*Tarefas a realizar*
(a) No texto sobre o filme, que ator interpreta o jornalista Edward R. Murrow?
(b) Reproduza o trecho do texto sobre o filme que começa em "Um dos casos" e segue até "e carreiras destruídas.".

*Texto apresentado*
────────────────

“Good Night, and Good Luck” (“Boa Noite, e Boa Sorte“) é um filme estreado em 2005, não se deixem enganar pela sua irrepreensível retrospectiva ao preto-e-branco dos anos 50, e o cineasta encarregue desta magnífica criação tem pelo nome de George Clooney. Este último, para além da realização, é argumentista e ator nesta obra cinematográfica.
O filme é muito mais do que um mero “filme”. Este recua no tempo, baseando-se em factos reais – é usado imagens de arquivo para representar algumas personagens – com o intuito de transportar uma reflexão à época para os dias de hoje. A história passa-se num período politicamente tenso nos Estados Unidos da América, o despoletar da Guerra Fria, onde basicamente qualquer pessoa que tivesse ideias, amizades ou ligações comunistas, era perseguida pelo sistema.
Um dos casos mais mediáticos, uma espécie de corrente ideológica, era o “McCarthyism“. Mas de onde é original esta expressão? Esta advém precisamente do ex-senador republicano do estado de Wisconsin, Joseph McCarthy, que liderou uma das maiores investidas políticas contra o comunismo. A influência e as consequências deste clima de perseguição envolveu várias áreas de poder jurídico, político e económico, deixando uma herança de desconfiança, medo e carreiras destruídas.
“Boa Noite, e Boa Sorte”, foca-se numa parte da história mais específica, onde a personagem principal é o famoso jornalista Edward R. Murrow, interpretado na perfeição por David Strathairn, e este vê-se envolvido num confronto directo com o senador McCarthy, este último uma personagem “real”, pois para as suas intervenções são utilizados vídeos da altura. Uma replicação da realidade, revelando assim uma vertente documental.

────────────────

*Excerto de dados*
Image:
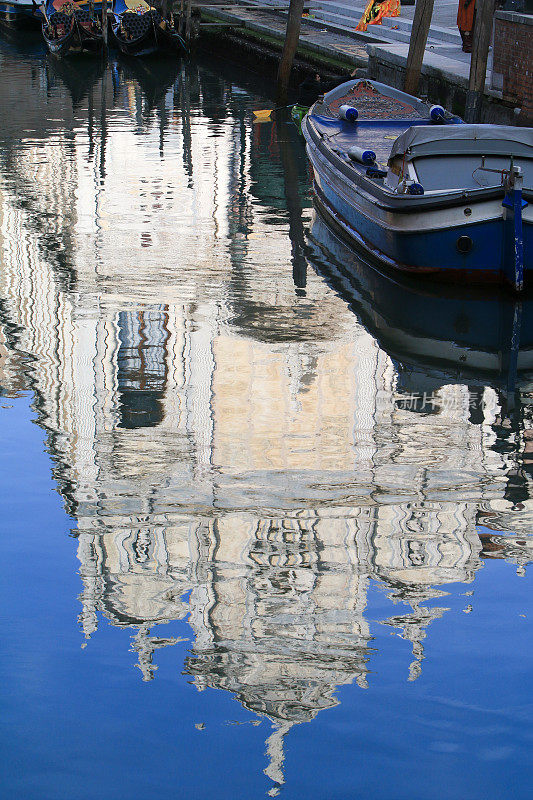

────────────────

*Respostas do exercício*
(a) David Strathairn.

(b)
Um dos casos mais mediáticos, uma espécie de corrente ideológica, era o “McCarthyism“. Mas de onde é original esta expressão? Esta advém precisamente do ex-senador republicano do estado de Wisconsin, Joseph McCarthy, que liderou uma das maiores investidas políticas contra o comunismo. A influência e as consequências deste clima de perseguição envolveu várias áreas de poder jurídico, político e económico, deixando uma herança de desconfiança, medo e carreiras destruídas.